TEXT PASSAGE:
________________________
OPINION: The Electoral College is not representative of American voters



A supporter of President-elect Joe Biden holds up his mobile phone to display the electoral college map outside the Philadelphia Convention Center after the 2020 Presidential Election is called, Saturday, Nov. 7, 2020, in Philadelphia. (AP Photo/John Minchillo)

The Electoral College, as of now, leaves room for a presidential candidate to challenge the legitimacy of it since rather than using the popular vote — it is based off of land. If it should still remain, it must be changed to fit the growing population of the 21st century so it can represent Americans in a better way. 

Whether the presidential candidate loses or wins the popular vote, American voters demand to be represented with an updated system.

The United States has expanded and grown to include a vast majority of people from all over the world since the time the Electoral College began. 

An issue with the electoral college can be summed up by the results from the 2016 and 2000 elections. Because of the way the Electoral College is used, the presidential candidate with the majority vote does not necessarily become president.

Those two previous presidential elections show that the Electoral College is not a representation of Americans and does not honor the popular vote. 

“The U.S. has only had a few times when the Electoral result did not correspond with the popular vote… 1876, 1888, 2000, 2016,” said professor Richard Sautter of DePaul’s School of Continuing and Professional Studies.

Before I and other voters were alive, this issue with the Electoral College existed in which a popular vote does not give the candidate the win and for many, they are disappointed in the way it determines the outcome of the election.  

“Its initial design and purpose was to give all the states in our federal “republic” a role. Initially, no [individuals] voted for president. Instead, the state legislatures designated electors they wanted to vote for a president, to represent their state,” Sautter said. “The popular vote of all males, including those without property, in every state for president didn’t materialize until 1832, during the election of Andrew Jackson.”

The history of the Electoral College can help explain why it was initially created, yet I still believe it should be adjusted to the population today and to the growing population to come.

It should also change whether there is a decrease or increase in the population of the state. The smaller states are guaranteed lesser electoral votes which will only leave them with not enough representation when in their cities, they have a bigger population. 

Perhaps, a change should be set in place so that smaller states get split up by the area with higher and lesser population. This means that where people mostly live in small states get a higher number of electoral votes, while the areas within the smaller states that don’t have a high population get a lesser number of electoral votes.

I understand that the Electoral College’s purpose is to give the land the vote, but the people should still be able to get their vote heard. 

Its initial role can continue as long as it gives Americans their representation which has lacked in previous presidential elections, especially because cities with the most votes are where most people live.

“If we changed to the popular vote, the vote of three or four states, California, New York, Illinois or a couple of other big states would always determine the outcome, and candidates wouldn’t even bother trying to get the vote in smaller states, leading to the feeling of disunity among many of our fellow citizens. That is not a good outcome either,” Sautter said.

Although his opinion slightly differs from mine, I understand the importance of the Electoral College.
________________________
SOURCE DATA:

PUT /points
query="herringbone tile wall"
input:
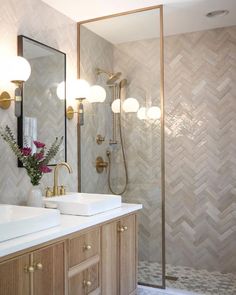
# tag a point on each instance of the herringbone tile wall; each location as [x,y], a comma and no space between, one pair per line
________________________
WRITTEN TASK 1:
Return the Electoral College opinion piece word for word between "I understand that" and "most people live.", inclusive.
WRITTEN TASK 2:
Extend the Electoral College opinion piece from where it stops.

TASK RESPONSE 1:
I understand that the Electoral College’s purpose is to give the land the vote, but the people should still be able to get their vote heard. 

Its initial role can continue as long as it gives Americans their representation which has lacked in previous presidential elections, especially because cities with the most votes are where most people live.

TASK RESPONSE 2:
“If it is not that broken, don’t fix it because of the law of unintended consequences. There have been scores of bills introduced in Congress over time to abolish the Electoral College,” Sautter said. “None has received the required two-thirds support in Congress for a Constitutional Amendment, and it is unlikely that 3/4 of all states would ratify such a bill if it passed Congress. So more or less, this is a futile effort.”

The Electoral College is important, but how can the U.S. be a democratic country when the president that people want the most cannot be president due to an old and outdated system?

The presidential election should be more representative of the people and to adapt to the population of today. There is a noticeable difference now in our population than when the Electoral College first began.

“The Electoral College came about as a compromise between large states and small states and the circumstances of the constitutional convention, which met to amend the Articles of Confederation. Although there are claims that it was designed to protect slavery, it was mainly a compromise between large states and small states,” said professor Wayne Steger of the Political Science department at DePaul. 

Through his insight, I was able to determine why the Electoral College began.

“The virtue of the Electoral College is that it requires a combination of popular and geographic majorities, so that a subset of the states cannot impose their will on the rest. Today, it is essentially a procedure that requires the political parties to compromise internally to nominate moderate candidates who can win in a wide variety of states rather than in just large or small states,” Steger said. 

As of today, the Electoral College continues, and the number of electoral votes has not changed.

“However, the country is vastly different from the time of the constitutional convention. We are a vastly more metropolitan society, with the majority of Americans living in suburbia. The consequence of tremendous population differences across states means that small states are greatly over-represented in the Electoral College on a per-capita basis,” Steger explained.

The population difference is an issue as more people have come to the United States, and I don’t believe it is equally representing the American voters.

“Voters in Wyoming and Rhode Island, for example, have three times the weight per voter in the Electoral College as do people in California. That same small state bias exists in the Senate, which currently benefits smaller population states, which at this time in history are largely Republican,” Steger said.

He then brings up a problem which I can agree on because I believe that the Electoral College brings in the lack of representation to American voters.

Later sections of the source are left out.